---------- PROVIDED TEXT ----------

The Twin Head Efficient Oscillator (THEO) concept uses a pair of smaller, identical laser pump modules, oriented to remove asymmetrical thermo-optical effects typical in single-slab lasers such as HOMER (High Output Maximum Efficiency Resonator), MLA (Mercury Laser Altimeter), LOLA Lunar Orbiter Laser Altimeter, and GLAS (Geoscience Laser Altimeter), while simultaneously increasing efficiency and lifetime. This creates 100+ mJ pulses in an oscillator-only design, with reduced risk of optical damage, record efficiency, high stability, long life, and high TEM00 beam quality typical of much smaller rod-based cavities. Near-field-beam quality is critical to efficient second harmonic generation (SHG 532 nm), which is typically poor in slab-based Nd:YAG lasers.

The new THEO design uses HOMER’s “floating” optical bench idea and flight-quality optical mounts to maintain precise alignment with minimum mass, while being thermomechanically isolated from induced stresses the enclosure may experience. The result is a highly optimized, oscillator-only laser system, promising even higher efficiencies, improved beam quality, longer lifetimes, and over four times the pulse energy than was recently demonstrated with HOMER, which has the highest efficiency and lifetime reported for any laser of its type and class.

This innovation includes a dual-head gain module design, which removes the thermal lensing effects and allows for possible compensation by setting the proper curvature of the high reflective end mirror and fine-tuning each of the two laser diode array pump parameters. The unstable resonator cavity, in combination with the Gaussian reflective output coupler, enables aperture-free, high-power, single spatial mode laser beams in an oscillator-only zigzag slab design. This is not possible with stable cavities. The oscillator-only design produces a very highly efficient design, unmatched by earlier works or published MOPA (masteroscillator- power-amplifier) laser systems.

----------

**TO DO**
Decide whether each statement agrees with the THEO laser description above, and answer yes or no with the deciding words of that description quoted exactly. (a) THEO uses two identical pump modules. (b) THEO's zigzag slab design relies on a stable resonator cavity. (c) THEO promises roughly twice the pulse energy recently demonstrated with HOMER.

---------- INFORMATION PROVIDED ----------

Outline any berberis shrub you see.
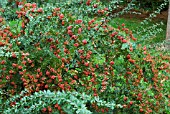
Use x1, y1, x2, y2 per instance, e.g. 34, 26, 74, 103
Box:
0, 0, 170, 114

----------

**CORRECT RESULT**
(a) Yes: "uses a pair of smaller, identical laser pump modules."
(b) No: "The unstable resonator cavity, in combination with the Gaussian reflective output coupler, enables aperture-free, high-power, single spatial mode laser beams in an oscillator-only zigzag slab design. This is not possible with stable cavities."
(c) No: "over four times the pulse energy than was recently demonstrated with HOMER."